PASSAGE SHOWN -
** Begin **
# Clamp for Black Rapid



## RGF (Jan 13, 2016)

Hi 

I am interested in a clamp to hold camera /lens on a black rapid strap.

For small to medium sized rigs, which RRS clamp works well (I won't say best). Any other brands recommended?

For big glass (200-400 or 600 F4) do I need a larger clamp?

What about QR level. Concerned that the lever may open if I catch it on something.

Thanks


----------



## Mt Spokane Photography (Jan 13, 2016)

I use a one inch clamp from Kirk, which I purchased after Neuro recommended it. I have several Kirk clamps, they work very well. I attach the BR screw to it securely with lots of torque so it does not loosen (Neuro uses locktite). Then, I clamp to the AS plate on my camera or lens. The Kirk Clamp has never loosened for me.

http://www.bhphotovideo.com/c/product/555485-REG/Kirk_QRC_1_0_QRC_1_Quick_Release_Clamp.html


----------



## kjay27 (Jan 13, 2016)

I've followed Mt Spokane and Neuro recommendations on equipment and found them to be spot on every time, so you should check out the Kirk equipment. Just to let you know, though, RRS does have clamps made especially for the Black Rapid. I personally use the RRS B2-FABN screw-knob style clamp and I really like it. The heaviest equipment I've used with it is the 6D with the 70-300 4-5.6L IS and it works great. I got the screw knob style because I don't switch equipment around very often when I'm wearing the BR strap, and I thought it would be more secure.


----------



## neuroanatomist (Jan 13, 2016)

No need for a bigger clamp – wider jaws help with balance and to resist torque in the regular orientation, but since the clamp will be 'upside down' hanging from the strap there's no advantage to a wider clamp. I'd never use a lever clamp for this application. 

I have Kirk 1" clamps on both my BR straps, one of which is the lefty Sport-L that I use to carry my 1D X + 600/4 II. 

When I started using this setup, the RRS clamp wasn't a viable option - their B2-FAB was their offering, and it has little nubs on the bottom that prevent the BR lug from sitting properly. Usually, RRS advice is excellent - in this case, their advice was to 'mash the rubber washer down onto the nubs, or just file the nubs off'. I bought the Kirk clamp, after telling them that their advice was rather lame. Apparently, I wasn't the only one who thought so, a while later RRS came out with a flat-bottom version of the B2-FAB specifically for a BR-type setup (I guess the N stands for 'no nubs'). Even so, when I needed a second clamp for a second BR strap, I went with the Kirk clamp - extra jaw length really doesn't add any security, and I prefer the 1" Kirk clamp to the 1.5" RRS clamp, especially if I need to grip around it (e.g. attached to the camera plate and using a vertical/portrait grip).
** End **
SHORT EXERCISE - Copy from the Black Rapid clamp thread above the passage between "For big glass" and "loosened for me.", inclusive.

DATASET -
** Begin **
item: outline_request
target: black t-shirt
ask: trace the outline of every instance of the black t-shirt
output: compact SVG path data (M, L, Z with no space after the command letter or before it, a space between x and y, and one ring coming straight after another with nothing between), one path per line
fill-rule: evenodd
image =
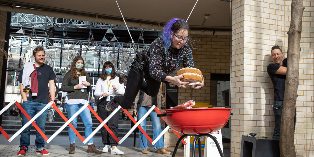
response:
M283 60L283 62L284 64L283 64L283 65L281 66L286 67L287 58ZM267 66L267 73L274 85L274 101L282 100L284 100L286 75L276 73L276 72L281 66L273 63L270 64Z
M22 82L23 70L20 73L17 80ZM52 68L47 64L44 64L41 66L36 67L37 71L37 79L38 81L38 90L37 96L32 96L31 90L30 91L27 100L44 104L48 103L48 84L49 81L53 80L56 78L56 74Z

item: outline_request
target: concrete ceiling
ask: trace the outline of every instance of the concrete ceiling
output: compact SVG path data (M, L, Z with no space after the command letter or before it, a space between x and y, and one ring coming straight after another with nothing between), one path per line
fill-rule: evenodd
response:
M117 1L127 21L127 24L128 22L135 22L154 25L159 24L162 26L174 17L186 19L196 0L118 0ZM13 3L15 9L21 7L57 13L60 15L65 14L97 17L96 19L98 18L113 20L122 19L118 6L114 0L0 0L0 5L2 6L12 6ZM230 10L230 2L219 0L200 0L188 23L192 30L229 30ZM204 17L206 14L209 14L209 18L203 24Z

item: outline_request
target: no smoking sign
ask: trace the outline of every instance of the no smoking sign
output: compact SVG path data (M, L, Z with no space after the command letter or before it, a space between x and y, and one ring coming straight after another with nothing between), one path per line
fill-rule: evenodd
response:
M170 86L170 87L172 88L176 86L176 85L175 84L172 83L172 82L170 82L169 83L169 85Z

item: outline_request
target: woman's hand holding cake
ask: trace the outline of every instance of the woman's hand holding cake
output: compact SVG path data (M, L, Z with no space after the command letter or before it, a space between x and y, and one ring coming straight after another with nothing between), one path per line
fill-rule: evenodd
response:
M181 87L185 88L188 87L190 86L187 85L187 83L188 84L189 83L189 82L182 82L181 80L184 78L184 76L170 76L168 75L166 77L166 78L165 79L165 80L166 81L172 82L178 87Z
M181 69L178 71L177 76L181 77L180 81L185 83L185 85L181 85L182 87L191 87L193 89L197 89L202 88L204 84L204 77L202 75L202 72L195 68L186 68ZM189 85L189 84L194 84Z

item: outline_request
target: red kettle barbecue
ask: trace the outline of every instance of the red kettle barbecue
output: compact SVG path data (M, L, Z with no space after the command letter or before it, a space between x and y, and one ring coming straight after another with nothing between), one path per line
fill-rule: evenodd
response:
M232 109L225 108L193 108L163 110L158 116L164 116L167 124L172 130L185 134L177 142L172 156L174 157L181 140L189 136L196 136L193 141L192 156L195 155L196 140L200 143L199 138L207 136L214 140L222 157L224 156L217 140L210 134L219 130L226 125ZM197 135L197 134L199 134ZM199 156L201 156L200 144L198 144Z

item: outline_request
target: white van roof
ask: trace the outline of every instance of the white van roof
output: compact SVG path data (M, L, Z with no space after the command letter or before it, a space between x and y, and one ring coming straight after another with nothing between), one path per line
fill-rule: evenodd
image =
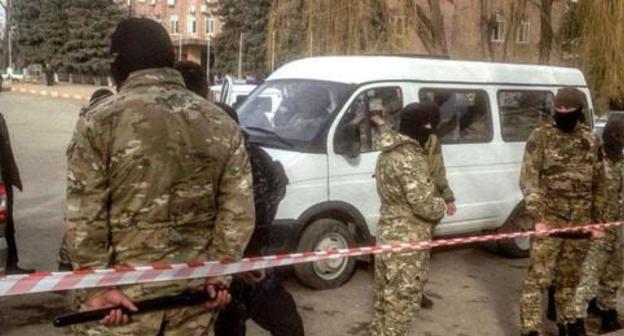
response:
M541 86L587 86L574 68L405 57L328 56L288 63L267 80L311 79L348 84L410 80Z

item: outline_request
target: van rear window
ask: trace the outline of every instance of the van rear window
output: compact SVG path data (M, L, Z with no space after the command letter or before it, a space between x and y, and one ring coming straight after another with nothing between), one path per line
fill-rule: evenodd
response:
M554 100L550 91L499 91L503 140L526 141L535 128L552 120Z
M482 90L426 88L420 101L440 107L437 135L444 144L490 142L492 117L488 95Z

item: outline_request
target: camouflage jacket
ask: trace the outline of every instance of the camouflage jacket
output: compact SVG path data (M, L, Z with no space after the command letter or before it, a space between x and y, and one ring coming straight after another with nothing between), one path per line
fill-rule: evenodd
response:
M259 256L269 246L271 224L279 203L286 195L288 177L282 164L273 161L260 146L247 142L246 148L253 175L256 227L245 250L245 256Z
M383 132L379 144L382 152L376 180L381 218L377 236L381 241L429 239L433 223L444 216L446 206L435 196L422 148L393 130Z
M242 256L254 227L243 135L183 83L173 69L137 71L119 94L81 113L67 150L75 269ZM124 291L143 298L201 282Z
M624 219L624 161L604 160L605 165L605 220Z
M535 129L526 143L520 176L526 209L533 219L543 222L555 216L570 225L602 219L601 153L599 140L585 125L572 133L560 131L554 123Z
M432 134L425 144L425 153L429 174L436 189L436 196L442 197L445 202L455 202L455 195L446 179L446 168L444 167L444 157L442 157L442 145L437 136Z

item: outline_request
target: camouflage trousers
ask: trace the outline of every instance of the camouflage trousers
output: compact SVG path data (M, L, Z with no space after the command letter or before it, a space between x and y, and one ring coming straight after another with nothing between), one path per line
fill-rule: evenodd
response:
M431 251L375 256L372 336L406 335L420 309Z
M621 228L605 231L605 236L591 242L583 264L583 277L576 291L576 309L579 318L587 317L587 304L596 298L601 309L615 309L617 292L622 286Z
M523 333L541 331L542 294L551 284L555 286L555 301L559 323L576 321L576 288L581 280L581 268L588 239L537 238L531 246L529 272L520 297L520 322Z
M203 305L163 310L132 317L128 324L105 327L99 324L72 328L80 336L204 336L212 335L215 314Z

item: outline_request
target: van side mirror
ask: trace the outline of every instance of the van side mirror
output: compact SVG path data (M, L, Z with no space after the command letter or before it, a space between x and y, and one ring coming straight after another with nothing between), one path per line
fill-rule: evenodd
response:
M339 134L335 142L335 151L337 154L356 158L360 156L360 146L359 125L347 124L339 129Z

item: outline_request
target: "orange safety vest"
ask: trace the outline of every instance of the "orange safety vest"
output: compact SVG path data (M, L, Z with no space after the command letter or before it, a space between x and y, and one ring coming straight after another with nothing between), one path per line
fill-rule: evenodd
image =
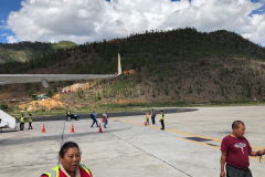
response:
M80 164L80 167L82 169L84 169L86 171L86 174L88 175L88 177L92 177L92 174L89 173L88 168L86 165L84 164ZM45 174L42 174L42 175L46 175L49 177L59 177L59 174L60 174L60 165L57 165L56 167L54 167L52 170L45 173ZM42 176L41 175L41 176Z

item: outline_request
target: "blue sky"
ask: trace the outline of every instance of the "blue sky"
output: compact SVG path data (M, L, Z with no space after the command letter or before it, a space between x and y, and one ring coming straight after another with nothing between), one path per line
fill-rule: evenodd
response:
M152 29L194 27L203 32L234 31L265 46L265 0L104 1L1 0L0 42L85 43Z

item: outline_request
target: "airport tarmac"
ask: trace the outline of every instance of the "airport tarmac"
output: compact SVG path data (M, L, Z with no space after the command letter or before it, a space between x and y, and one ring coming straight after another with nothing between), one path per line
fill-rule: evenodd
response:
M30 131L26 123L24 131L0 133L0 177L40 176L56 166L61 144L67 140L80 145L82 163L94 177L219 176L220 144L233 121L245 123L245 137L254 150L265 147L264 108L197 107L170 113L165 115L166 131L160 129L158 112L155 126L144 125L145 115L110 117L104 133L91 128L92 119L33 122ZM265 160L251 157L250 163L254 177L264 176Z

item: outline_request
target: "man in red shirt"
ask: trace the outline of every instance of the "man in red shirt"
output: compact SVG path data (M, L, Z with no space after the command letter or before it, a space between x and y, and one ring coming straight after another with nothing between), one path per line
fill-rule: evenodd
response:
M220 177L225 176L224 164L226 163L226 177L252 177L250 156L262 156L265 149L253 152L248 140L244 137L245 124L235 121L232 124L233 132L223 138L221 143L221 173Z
** End **
THE SOLUTION -
For big glass (200-400 or 600 F4) do I need a larger clamp?

What about QR level. Concerned that the lever may open if I catch it on something.

Thanks


----------



## Mt Spokane Photography (Jan 13, 2016)

I use a one inch clamp from Kirk, which I purchased after Neuro recommended it. I have several Kirk clamps, they work very well. I attach the BR screw to it securely with lots of torque so it does not loosen (Neuro uses locktite). Then, I clamp to the AS plate on my camera or lens. The Kirk Clamp has never loosened for me.